DATA PROVIDED
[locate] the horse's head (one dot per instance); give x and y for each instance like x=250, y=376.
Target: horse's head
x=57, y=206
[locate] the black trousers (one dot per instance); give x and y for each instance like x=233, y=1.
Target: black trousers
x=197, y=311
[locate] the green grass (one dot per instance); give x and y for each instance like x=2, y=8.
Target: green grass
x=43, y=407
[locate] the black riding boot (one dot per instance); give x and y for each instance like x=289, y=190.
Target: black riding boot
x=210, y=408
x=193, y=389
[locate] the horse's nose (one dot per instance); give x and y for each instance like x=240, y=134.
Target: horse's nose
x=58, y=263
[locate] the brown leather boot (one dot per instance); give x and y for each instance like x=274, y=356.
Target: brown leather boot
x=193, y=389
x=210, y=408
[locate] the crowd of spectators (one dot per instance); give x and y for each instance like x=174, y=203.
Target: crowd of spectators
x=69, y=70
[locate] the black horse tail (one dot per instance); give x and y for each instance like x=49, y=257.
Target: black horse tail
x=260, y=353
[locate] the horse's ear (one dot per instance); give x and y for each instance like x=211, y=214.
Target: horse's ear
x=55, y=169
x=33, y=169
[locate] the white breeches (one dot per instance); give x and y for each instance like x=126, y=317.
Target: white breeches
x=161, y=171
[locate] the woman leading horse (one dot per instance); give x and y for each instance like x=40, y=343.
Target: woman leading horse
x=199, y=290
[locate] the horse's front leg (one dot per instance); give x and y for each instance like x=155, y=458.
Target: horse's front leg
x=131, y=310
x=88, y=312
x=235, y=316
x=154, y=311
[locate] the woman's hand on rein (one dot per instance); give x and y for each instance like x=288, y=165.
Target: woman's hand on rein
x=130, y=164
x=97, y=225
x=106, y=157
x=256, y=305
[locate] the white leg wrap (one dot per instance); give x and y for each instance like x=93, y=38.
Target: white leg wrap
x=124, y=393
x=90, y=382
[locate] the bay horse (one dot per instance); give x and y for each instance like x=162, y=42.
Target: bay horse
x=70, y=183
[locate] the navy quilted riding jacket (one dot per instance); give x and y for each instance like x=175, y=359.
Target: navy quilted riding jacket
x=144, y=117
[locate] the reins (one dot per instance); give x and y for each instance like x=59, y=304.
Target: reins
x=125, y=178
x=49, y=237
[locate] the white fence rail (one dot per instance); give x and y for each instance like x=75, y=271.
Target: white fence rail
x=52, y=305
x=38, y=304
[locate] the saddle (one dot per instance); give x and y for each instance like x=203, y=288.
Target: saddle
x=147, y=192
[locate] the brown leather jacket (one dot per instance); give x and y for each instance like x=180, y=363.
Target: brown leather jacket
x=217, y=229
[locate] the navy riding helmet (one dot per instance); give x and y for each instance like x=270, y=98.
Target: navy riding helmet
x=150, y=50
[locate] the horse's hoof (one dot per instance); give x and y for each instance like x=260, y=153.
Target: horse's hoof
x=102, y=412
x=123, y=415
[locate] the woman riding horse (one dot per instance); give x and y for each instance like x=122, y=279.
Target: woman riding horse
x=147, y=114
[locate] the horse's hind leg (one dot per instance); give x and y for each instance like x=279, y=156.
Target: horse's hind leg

DIRECTIONS FOR THIS TASK
Please set out every one of the lines above as a numbered list, omitting any blank lines.

ANSWER TO THE PROBLEM
1. [locate] the horse's head (one dot per instance); give x and y for each instance like x=250, y=376.
2. Target: horse's head
3. x=57, y=206
4. [locate] the black trousers (one dot per instance); give x and y for each instance like x=233, y=1.
5. Target: black trousers
6. x=197, y=311
7. [locate] the green grass (one dot per instance); give x and y for each instance like x=2, y=8.
8. Target: green grass
9. x=43, y=407
10. [locate] the black riding boot (one dot per instance); give x and y for each instance like x=289, y=190.
11. Target: black riding boot
12. x=210, y=408
13. x=193, y=389
14. [locate] the horse's nose (one dot per instance); give x and y for each instance like x=240, y=134.
15. Target: horse's nose
16. x=58, y=263
17. [locate] the brown leather boot (one dot per instance); give x and y for each instance like x=274, y=356.
18. Target: brown leather boot
19. x=193, y=389
20. x=210, y=408
21. [locate] the crowd of spectators (one dot per instance); give x and y for each instance like x=174, y=203.
22. Target: crowd of spectators
23. x=69, y=70
24. [locate] the black horse tail (one dot per instance); give x and y for each instance like x=49, y=257.
25. Target: black horse tail
26. x=260, y=353
27. [locate] the horse's ear (one dot per instance); give x and y for each instance like x=211, y=214.
28. Target: horse's ear
29. x=55, y=169
30. x=33, y=169
31. [locate] the white breeches (one dot per instance); give x and y for each instance like x=126, y=317.
32. Target: white breeches
33. x=161, y=171
34. [locate] the woman leading horse (one dot per instance); give x and y for each instance like x=40, y=343.
35. Target: woman leading horse
36. x=199, y=290
37. [locate] the horse's front leg (one dot per instance); give x and y for each instance like x=155, y=458.
38. Target: horse's front leg
39. x=131, y=310
40. x=88, y=312
41. x=235, y=316
42. x=154, y=311
43. [locate] the woman's hand on rein (one dot per instance); give x and y for each instance like x=288, y=165.
44. Target: woman's hand on rein
45. x=130, y=164
46. x=97, y=225
47. x=106, y=157
48. x=256, y=305
49. [locate] the white leg wrap (one dot per instance); give x and y for each instance like x=93, y=38.
50. Target: white leg wrap
51. x=124, y=393
52. x=90, y=382
53. [locate] the bay horse (one dot per instance); give x and y for each instance like x=162, y=42.
54. Target: bay horse
55. x=70, y=183
56. [locate] the navy quilted riding jacket (one dot per instance); give x and y for each instance like x=175, y=359.
57. Target: navy quilted riding jacket
58. x=144, y=117
59. [locate] the reins (one dot per instance); give x and y for each instance like x=59, y=304.
60. Target: reins
61. x=125, y=178
62. x=49, y=237
63. [locate] the white fence rail (one dot per instance); give x and y for each instance like x=75, y=271.
64. Target: white fence rail
65. x=52, y=305
66. x=38, y=304
67. [locate] the saddle (one dot per instance); give x and y for each instance like x=203, y=288.
68. Target: saddle
69. x=147, y=192
70. [locate] the brown leather jacket (one dot per instance); give x and y for each instance like x=180, y=363.
71. Target: brown leather jacket
72. x=217, y=229
73. [locate] the navy riding helmet (one dot per instance); give x and y for each instance like x=270, y=98.
74. Target: navy riding helmet
75. x=150, y=50
76. [locate] the horse's hoof (one dot per instance); give x and y for each instance like x=260, y=153.
77. Target: horse's hoof
78. x=102, y=412
79. x=123, y=415
80. [locate] the woman riding horse (one dot per instance); give x and y for each instance like x=122, y=279.
81. Target: woman riding horse
82. x=147, y=114
83. [locate] the horse's hind leg (one dot per instance); give x and y for each instance like x=279, y=156.
84. Target: horse's hind leg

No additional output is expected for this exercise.